■ Given task ■
Present every line of the records below as a numbered list, omitting any blank lines.

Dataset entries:
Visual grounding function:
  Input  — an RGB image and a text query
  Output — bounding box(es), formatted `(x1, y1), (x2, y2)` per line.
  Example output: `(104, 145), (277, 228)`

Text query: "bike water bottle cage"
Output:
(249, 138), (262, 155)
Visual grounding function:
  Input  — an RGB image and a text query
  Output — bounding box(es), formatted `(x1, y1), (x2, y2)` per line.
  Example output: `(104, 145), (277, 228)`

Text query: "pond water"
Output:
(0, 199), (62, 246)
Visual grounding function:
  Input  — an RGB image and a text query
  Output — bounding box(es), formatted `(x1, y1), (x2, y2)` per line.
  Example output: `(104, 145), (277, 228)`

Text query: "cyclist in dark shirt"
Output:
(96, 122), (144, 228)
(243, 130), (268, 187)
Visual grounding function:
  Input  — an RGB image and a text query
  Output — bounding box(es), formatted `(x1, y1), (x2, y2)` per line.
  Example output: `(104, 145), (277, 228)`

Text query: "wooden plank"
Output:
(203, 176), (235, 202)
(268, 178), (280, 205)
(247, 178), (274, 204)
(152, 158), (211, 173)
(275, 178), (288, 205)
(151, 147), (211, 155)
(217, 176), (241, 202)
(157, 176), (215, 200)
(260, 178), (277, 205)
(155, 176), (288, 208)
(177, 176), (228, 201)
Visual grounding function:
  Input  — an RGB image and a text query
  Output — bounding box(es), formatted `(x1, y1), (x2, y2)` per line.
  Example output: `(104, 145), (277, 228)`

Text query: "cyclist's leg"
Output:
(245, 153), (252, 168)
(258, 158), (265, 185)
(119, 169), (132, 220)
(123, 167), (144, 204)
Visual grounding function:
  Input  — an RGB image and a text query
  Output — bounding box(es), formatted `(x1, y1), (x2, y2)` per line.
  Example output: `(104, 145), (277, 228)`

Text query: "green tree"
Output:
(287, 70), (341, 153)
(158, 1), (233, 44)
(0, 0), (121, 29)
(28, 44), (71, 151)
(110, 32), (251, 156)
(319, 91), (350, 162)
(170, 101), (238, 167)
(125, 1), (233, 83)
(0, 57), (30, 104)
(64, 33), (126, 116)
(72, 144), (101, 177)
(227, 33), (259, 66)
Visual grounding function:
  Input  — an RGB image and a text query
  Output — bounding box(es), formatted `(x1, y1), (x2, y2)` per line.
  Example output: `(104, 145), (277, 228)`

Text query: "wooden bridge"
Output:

■ Solved exercise ■
1. Visual grounding function:
2.   Input  — an RGB image and a text query
3.   Output — bounding box(es), formatted `(x1, y1), (x2, y2)` per line.
4.   Example output: `(104, 145), (277, 228)`
5. Text query: "bike water bottle cage"
6. Output:
7. (249, 138), (262, 155)
8. Visual grounding function:
9.   Input  — an RGB image and a text query
10.   Output — bounding box(es), formatted `(x1, y1), (x2, y2)` per line.
11.   Example output: `(104, 145), (277, 228)`
12. Text query: "pond water"
13. Output:
14. (0, 199), (62, 246)
15. Visual grounding function:
16.   Input  — an RGB image and a text query
17.   Output — bounding box(es), formatted `(x1, y1), (x2, y2)` per line.
18.   Example output: `(104, 145), (277, 228)`
19. Text query: "cyclist in dark shirt"
20. Output:
21. (96, 122), (144, 228)
22. (243, 130), (268, 187)
23. Visual grounding function:
24.   Input  — an RGB image and a text query
25.   Output — bounding box(es), formatted `(x1, y1), (x2, y2)` per line.
26.   Example output: `(104, 145), (277, 228)`
27. Text query: "wooden plank"
28. Output:
29. (203, 176), (235, 202)
30. (268, 178), (280, 205)
31. (247, 178), (274, 204)
32. (152, 158), (211, 173)
33. (275, 178), (288, 205)
34. (151, 147), (211, 155)
35. (217, 176), (241, 202)
36. (157, 176), (215, 200)
37. (260, 178), (277, 205)
38. (155, 176), (288, 208)
39. (177, 176), (228, 201)
40. Visual grounding function:
41.   Input  — an RGB image and a text query
42.   Output — bounding box(es), formatted `(x1, y1), (x2, y2)` per line.
43.   Example output: `(104, 145), (277, 228)`
44. Text query: "cyclist's leg"
45. Output:
46. (245, 153), (252, 168)
47. (258, 158), (265, 185)
48. (119, 169), (132, 220)
49. (123, 167), (144, 204)
50. Visual grounding function:
51.   Input  — an RGB image and a text query
52.   Output — bounding box(es), formatted `(x1, y1), (x2, y2)` per line.
53.   Example output: `(104, 145), (277, 228)`
54. Text query: "green tree"
55. Output:
56. (287, 70), (341, 153)
57. (158, 1), (233, 44)
58. (0, 0), (121, 29)
59. (28, 44), (71, 151)
60. (110, 32), (251, 156)
61. (319, 91), (350, 162)
62. (170, 101), (238, 167)
63. (125, 1), (233, 83)
64. (0, 57), (30, 104)
65. (64, 33), (126, 116)
66. (72, 144), (101, 177)
67. (227, 33), (259, 66)
68. Visual grounding function:
69.   Input  — an RGB image and a text query
70.   Output — bounding box(es), formatted `(x1, y1), (x2, y2)` per line.
71.   Example output: `(104, 145), (277, 228)`
72. Text query: "wooden bridge"
73. Output:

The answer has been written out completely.